__Selected excerpt__.
• • • • •
I’ve been depressed lately. Not always, not in a ‘can’t get out of bed, can’t eat, can’t sleep, can’t act kind of a way’. Not even in a ‘can’t enjoy my life’ kind of way. Quite the contrary in fact. I’ve actually spent the last few weeks engaged in wonderfully fulfilling and enriching moments with some of my best friends. I’ve laughed, loved, eaten good food, exercised my body - what more than that is there to the good life?
Yet still, under all this knowledge that I should be happy there still dwells a creature, a feeling, a lugubrious ooze at the pit of me that I can’t seem to scrape off with any amount of recreation or laughter.
I blame the US election. So I guess that’s something we have in common. If you’re feeling the same way. Which I presume you are if you’re reading this. Or at least I’d hope so - not full soul-drenched moroseness obviously, but this cavity, this sense. This feeling.
Something just broke.
I can always tell when my mental health’s taken a nosedive, because that’s when I find myself neck-deep in musical theatre; albums, trailers, YouTube essays, you name a medium I guarantee you it's been engaged with. Throughout this particular emotional deluge, I’ve gravitated towards one show in particular: Assassins by Stephen Sondheim and John Weidman. First performed off-Broadway in 1990, this show’s cast consists of an ensemble, two fictitious semi-narrators, and nine historical figures. Among those nine are included an 1800’s stage actor, a Nihilist suffering from stomach cramps, a member of the Manson family, an Anarchist millworker, and a modern-day Youtuber who once had a paedophilic obsession with Jodie Foster’s character in Taxi Driver. The thing that binds them?
All these people tried or succeeded in assassinating the President of the United States.
• • • • •
__Data extract__.
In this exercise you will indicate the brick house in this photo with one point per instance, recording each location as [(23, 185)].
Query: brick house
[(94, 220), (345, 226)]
• • • • •
__Task requirements__.
1. According to the essay, in what year and where was Assassins first performed?
2. Reproduce the passage of the essay from "I can always" to "the United States.".

__Task-by-task results__.
1. Off-Broadway in 1990.

2.
I can always tell when my mental health’s taken a nosedive, because that’s when I find myself neck-deep in musical theatre; albums, trailers, YouTube essays, you name a medium I guarantee you it's been engaged with. Throughout this particular emotional deluge, I’ve gravitated towards one show in particular: Assassins by Stephen Sondheim and John Weidman. First performed off-Broadway in 1990, this show’s cast consists of an ensemble, two fictitious semi-narrators, and nine historical figures. Among those nine are included an 1800’s stage actor, a Nihilist suffering from stomach cramps, a member of the Manson family, an Anarchist millworker, and a modern-day Youtuber who once had a paedophilic obsession with Jodie Foster’s character in Taxi Driver. The thing that binds them?
All these people tried or succeeded in assassinating the President of the United States.